**What this exercise asks**
1. List each date on which, according to the letter below, a filing was made with the Securities and Exchange Commission, and name the document filed on that date.
2. In the rows that follow the letter, retype without alteration everything from the row containing "Point to the building entrance" down to the row containing "x=324, y=309", with both of those rows included.

**Text to read**
Exhibit 5.1

                      [MORRISON & FOERSTER LLP LETTERHEAD]

                                  June 14, 2001

Wire One Technologies, Inc.
225 Long Avenue
Hillside, New Jersey 07205

Ladies and Gentlemen:

      Wire One Technologies, Inc., a Delaware corporation (the "Company"), filed
that certain Registration Statement on Form S-1 (the "Form S-1") with the
Securities and Exchange Commission (the "Commission") on July 28, 2000
(Registration No. 333-42518), as amended by Amendment No. 1 thereto filed with
the Commission on September 1, 2000, Amendment No. 2 thereto filed with the
Commission on September 12, 2000 and Amendment No. 3 thereto filed with the
Commission on September 15, 2000. At your request, we have examined
Post-Effective Amendment No. 1 to the Form S-1 on Form S-3 filed by the Company
with the Commission on June 14, 2001 (the "Post-Effective Amendment"), relating
to the registration under the Securities Act of 1933, as amended (the "Act"), of
902,145 shares of the Company's common stock, par value $.0001 per share (the
"Series A Conversion Shares"), issuable upon conversion of 2,105 shares of the
Company's series A preferred stock, par value $.0001 per share (the "Series A
Preferred Stock"). The Series A Preferred Stock was issued in connection with a
private placement to various stockholders completed on June 14, 2000 pursuant to
a Series A Preferred Stock and Warrant Purchase Agreement.

**Entries shown**
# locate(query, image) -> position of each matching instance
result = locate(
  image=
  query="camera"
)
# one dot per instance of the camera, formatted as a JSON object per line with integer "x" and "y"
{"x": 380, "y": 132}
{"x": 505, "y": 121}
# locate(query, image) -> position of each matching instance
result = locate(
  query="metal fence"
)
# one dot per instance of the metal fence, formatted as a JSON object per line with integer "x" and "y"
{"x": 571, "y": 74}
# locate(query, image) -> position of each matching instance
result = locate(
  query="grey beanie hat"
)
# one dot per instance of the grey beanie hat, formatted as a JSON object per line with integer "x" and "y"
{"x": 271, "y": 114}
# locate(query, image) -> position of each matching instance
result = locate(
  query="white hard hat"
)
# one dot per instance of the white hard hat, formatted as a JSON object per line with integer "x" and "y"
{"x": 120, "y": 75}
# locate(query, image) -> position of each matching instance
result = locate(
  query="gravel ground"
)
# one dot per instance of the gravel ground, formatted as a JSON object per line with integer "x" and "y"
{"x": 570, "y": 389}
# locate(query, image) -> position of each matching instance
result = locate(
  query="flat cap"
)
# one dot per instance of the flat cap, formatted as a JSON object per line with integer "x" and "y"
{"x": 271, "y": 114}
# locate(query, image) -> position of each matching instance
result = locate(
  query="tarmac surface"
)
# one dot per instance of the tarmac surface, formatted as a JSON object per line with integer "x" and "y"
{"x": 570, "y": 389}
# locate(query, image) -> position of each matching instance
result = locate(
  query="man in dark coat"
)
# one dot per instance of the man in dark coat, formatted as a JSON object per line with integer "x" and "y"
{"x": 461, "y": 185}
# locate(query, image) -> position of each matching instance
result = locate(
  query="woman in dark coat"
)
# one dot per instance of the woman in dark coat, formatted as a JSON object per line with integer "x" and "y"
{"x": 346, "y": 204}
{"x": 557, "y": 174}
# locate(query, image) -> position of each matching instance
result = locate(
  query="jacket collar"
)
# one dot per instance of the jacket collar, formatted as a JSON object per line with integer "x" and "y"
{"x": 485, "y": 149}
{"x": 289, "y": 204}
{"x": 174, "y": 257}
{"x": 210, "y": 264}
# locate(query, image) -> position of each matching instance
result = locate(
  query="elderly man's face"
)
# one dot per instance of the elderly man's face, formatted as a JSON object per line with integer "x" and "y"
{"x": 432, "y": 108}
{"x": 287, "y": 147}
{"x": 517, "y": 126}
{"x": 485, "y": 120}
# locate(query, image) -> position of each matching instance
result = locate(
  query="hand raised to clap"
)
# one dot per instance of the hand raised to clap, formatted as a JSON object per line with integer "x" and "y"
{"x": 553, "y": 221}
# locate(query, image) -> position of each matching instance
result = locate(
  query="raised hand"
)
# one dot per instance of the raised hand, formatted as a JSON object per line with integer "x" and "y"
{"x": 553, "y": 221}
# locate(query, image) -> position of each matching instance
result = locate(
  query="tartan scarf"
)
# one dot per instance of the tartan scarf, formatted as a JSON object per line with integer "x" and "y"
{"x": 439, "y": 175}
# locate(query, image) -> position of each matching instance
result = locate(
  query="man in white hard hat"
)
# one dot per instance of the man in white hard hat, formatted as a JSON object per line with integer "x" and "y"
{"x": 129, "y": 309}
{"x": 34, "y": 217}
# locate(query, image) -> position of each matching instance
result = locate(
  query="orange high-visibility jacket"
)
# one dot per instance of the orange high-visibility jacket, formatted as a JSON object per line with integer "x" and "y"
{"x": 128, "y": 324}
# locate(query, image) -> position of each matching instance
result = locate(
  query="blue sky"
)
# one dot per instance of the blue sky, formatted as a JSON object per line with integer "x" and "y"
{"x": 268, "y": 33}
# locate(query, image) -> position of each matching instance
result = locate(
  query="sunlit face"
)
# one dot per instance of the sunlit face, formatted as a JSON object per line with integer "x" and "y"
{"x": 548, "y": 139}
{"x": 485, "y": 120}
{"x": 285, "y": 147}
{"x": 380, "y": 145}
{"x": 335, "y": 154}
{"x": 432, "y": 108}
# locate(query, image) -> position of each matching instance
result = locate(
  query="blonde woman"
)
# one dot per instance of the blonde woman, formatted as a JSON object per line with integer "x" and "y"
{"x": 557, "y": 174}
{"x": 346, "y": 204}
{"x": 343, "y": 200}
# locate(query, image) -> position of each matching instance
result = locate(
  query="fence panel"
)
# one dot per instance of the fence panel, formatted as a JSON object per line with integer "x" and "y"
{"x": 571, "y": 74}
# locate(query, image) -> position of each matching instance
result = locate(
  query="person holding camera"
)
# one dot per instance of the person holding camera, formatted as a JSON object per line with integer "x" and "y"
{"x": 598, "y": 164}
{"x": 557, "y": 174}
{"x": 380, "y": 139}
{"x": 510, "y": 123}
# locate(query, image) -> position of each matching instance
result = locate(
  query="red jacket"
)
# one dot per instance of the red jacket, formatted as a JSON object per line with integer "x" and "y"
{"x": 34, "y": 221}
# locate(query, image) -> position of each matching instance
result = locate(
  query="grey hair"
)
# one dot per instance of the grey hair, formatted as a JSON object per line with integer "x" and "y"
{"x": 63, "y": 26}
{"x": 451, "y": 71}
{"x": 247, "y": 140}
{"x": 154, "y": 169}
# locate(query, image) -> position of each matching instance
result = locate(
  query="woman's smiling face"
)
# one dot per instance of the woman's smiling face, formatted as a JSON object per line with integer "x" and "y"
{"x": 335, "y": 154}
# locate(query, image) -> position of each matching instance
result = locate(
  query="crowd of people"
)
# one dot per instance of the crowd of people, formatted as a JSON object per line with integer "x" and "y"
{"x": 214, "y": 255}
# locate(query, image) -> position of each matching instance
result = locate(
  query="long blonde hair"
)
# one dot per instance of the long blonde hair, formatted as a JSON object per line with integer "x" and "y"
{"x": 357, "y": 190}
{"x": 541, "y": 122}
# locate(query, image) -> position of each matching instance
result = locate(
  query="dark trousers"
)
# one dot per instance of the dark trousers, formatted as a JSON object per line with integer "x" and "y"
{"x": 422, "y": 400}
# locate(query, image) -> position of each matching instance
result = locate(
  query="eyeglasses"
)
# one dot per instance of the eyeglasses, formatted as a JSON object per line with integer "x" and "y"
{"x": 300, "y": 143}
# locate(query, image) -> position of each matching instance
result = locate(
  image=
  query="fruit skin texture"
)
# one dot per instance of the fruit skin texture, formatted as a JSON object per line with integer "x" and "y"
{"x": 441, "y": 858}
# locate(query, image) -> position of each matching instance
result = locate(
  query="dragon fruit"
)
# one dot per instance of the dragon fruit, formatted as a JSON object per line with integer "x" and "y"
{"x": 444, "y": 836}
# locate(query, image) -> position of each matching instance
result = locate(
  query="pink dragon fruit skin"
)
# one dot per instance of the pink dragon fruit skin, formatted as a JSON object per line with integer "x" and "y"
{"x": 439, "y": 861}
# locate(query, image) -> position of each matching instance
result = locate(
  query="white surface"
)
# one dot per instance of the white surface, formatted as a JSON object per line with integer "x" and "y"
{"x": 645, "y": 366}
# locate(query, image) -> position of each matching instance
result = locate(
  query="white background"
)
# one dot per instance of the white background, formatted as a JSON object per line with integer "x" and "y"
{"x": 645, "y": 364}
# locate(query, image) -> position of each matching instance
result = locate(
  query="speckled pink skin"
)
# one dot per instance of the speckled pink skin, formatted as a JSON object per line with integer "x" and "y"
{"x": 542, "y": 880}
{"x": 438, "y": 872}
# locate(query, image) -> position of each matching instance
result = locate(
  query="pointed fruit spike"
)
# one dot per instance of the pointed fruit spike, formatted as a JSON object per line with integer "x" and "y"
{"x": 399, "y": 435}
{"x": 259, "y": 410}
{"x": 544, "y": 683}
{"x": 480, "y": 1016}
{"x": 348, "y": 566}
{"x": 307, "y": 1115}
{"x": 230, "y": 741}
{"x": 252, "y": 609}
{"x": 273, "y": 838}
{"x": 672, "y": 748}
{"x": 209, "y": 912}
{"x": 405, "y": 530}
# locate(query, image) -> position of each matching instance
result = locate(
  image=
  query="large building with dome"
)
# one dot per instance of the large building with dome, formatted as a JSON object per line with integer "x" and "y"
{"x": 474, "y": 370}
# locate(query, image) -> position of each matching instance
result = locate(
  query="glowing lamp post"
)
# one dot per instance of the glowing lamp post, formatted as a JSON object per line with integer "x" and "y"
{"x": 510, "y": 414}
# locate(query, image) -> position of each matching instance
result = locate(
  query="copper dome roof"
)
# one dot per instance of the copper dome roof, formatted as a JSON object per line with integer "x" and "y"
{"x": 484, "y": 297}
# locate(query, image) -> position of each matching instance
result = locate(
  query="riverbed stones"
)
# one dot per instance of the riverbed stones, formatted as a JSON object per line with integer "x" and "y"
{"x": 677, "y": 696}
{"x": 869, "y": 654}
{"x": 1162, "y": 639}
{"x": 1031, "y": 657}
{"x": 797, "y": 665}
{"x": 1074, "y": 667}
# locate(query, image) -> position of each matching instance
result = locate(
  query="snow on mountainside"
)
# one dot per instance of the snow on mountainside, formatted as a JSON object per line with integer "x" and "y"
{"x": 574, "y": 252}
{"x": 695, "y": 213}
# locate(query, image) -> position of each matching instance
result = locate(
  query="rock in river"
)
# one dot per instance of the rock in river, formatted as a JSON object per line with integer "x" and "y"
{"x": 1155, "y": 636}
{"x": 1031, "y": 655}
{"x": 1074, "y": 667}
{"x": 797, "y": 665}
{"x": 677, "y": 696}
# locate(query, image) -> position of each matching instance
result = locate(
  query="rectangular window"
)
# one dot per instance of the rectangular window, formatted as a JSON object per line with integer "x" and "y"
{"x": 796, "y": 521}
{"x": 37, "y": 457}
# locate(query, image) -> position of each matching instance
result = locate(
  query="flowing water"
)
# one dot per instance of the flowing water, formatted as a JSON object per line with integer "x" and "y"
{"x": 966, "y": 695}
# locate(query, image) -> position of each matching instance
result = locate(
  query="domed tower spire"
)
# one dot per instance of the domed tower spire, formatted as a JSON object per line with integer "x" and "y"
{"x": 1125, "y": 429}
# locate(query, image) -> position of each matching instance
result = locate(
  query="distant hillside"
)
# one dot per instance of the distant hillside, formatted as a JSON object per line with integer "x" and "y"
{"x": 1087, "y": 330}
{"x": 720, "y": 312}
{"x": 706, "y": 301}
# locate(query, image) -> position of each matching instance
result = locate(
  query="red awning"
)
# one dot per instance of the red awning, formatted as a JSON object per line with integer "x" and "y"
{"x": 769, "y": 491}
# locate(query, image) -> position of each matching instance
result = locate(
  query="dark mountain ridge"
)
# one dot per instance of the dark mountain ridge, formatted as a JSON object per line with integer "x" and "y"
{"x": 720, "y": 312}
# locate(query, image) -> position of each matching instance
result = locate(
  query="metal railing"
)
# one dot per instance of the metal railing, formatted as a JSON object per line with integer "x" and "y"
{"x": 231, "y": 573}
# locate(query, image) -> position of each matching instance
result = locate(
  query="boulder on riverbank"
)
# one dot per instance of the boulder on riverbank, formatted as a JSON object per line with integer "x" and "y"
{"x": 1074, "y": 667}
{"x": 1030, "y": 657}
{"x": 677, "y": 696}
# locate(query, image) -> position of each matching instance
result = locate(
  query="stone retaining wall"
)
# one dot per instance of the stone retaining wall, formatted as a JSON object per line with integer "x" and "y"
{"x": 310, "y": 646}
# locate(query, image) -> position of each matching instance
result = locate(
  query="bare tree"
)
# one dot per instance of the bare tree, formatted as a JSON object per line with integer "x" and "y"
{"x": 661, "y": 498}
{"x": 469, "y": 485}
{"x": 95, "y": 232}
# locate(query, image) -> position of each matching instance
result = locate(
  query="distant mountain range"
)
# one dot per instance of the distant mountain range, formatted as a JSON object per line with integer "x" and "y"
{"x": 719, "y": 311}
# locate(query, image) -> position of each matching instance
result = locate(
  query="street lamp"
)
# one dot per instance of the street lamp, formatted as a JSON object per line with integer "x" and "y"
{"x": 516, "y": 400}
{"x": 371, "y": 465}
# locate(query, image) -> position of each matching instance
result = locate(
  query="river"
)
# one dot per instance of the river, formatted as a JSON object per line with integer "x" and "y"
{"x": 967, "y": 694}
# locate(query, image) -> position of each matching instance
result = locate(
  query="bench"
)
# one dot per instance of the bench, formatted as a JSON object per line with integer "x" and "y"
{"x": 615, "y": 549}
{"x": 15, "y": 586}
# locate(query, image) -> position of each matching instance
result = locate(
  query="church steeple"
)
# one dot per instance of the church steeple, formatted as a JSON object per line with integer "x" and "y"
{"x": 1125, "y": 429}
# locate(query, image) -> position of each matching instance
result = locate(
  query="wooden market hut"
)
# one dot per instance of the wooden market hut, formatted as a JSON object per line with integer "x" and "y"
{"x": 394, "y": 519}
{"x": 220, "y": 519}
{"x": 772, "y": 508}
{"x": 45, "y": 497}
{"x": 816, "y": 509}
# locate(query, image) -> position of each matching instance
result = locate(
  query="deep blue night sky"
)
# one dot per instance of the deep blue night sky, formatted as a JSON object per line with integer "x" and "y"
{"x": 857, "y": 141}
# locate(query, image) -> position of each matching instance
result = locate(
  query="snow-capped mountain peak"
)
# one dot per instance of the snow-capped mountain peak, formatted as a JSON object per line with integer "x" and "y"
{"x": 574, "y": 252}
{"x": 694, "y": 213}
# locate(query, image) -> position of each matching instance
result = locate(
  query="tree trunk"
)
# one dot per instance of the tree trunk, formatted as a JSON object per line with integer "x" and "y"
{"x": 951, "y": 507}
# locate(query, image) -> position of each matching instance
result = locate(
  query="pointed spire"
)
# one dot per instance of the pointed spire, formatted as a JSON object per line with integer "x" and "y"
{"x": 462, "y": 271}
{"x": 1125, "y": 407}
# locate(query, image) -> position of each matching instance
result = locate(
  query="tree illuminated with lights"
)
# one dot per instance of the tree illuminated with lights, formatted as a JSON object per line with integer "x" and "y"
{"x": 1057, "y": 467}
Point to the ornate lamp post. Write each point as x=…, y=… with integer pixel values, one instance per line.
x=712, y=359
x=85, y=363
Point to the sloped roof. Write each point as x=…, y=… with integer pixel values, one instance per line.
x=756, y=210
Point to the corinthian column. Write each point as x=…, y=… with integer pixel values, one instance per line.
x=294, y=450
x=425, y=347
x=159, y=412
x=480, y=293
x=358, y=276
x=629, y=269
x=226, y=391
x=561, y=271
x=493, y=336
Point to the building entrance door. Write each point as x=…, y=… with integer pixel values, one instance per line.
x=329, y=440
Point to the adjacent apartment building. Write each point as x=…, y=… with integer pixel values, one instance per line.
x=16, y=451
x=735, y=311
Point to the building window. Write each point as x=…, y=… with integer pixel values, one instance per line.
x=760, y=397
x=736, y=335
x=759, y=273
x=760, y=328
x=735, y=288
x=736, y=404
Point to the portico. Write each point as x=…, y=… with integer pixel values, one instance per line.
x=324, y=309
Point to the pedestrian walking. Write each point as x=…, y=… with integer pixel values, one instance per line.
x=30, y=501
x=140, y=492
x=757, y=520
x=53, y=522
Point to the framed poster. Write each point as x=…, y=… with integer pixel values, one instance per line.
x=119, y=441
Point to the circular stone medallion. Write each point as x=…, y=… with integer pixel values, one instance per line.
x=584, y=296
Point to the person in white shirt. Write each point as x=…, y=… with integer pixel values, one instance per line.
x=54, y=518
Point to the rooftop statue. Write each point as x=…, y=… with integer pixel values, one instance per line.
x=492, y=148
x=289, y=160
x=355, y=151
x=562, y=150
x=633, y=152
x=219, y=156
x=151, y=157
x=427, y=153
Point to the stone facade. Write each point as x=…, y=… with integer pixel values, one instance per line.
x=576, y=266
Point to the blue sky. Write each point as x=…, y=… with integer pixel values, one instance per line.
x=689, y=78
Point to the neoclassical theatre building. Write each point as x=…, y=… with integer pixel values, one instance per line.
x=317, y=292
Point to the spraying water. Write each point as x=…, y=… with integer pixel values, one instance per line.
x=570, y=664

**Set of answers**
1.
- July 28, 2000: the Registration Statement on Form S-1 (Registration No. 333-42518)
- September 1, 2000: Amendment No. 1 to the Form S-1
- September 12, 2000: Amendment No. 2 to the Form S-1
- September 15, 2000: Amendment No. 3 to the Form S-1
- June 14, 2001: Post-Effective Amendment No. 1 to the Form S-1 on Form S-3

2.
Point to the building entrance door. Write each point as x=…, y=… with integer pixel values, one instance per line.
x=329, y=440
Point to the adjacent apartment building. Write each point as x=…, y=… with integer pixel values, one instance per line.
x=16, y=451
x=735, y=311
Point to the building window. Write each point as x=…, y=… with integer pixel values, one instance per line.
x=760, y=397
x=736, y=335
x=759, y=273
x=760, y=328
x=735, y=288
x=736, y=404
Point to the portico. Write each point as x=…, y=… with integer pixel values, one instance per line.
x=324, y=309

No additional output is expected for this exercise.